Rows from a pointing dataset
((

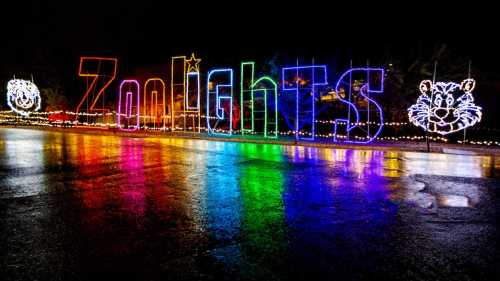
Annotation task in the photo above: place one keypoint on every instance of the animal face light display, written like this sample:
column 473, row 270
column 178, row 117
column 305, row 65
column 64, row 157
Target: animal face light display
column 23, row 96
column 445, row 107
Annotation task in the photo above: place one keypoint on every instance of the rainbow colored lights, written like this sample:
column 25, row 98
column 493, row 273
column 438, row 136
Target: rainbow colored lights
column 298, row 97
column 220, row 101
column 445, row 107
column 300, row 83
column 371, row 80
column 258, row 102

))

_TO DO_. Can you transcribe every line of the records above word for word, leaving the pictures out of your answer?

_SOLUTION_.
Annotation task in the photo above: place one keypoint on every instance of the animal face light display, written like this sample:
column 473, row 270
column 178, row 117
column 305, row 65
column 64, row 157
Target: animal face light display
column 23, row 96
column 445, row 107
Annotation task in the photo above: place one keypoint on every instance of the rainbow colored lights, written like this sample:
column 25, row 98
column 493, row 273
column 438, row 136
Target: rainbow colored lights
column 298, row 97
column 220, row 101
column 445, row 107
column 300, row 83
column 371, row 80
column 258, row 102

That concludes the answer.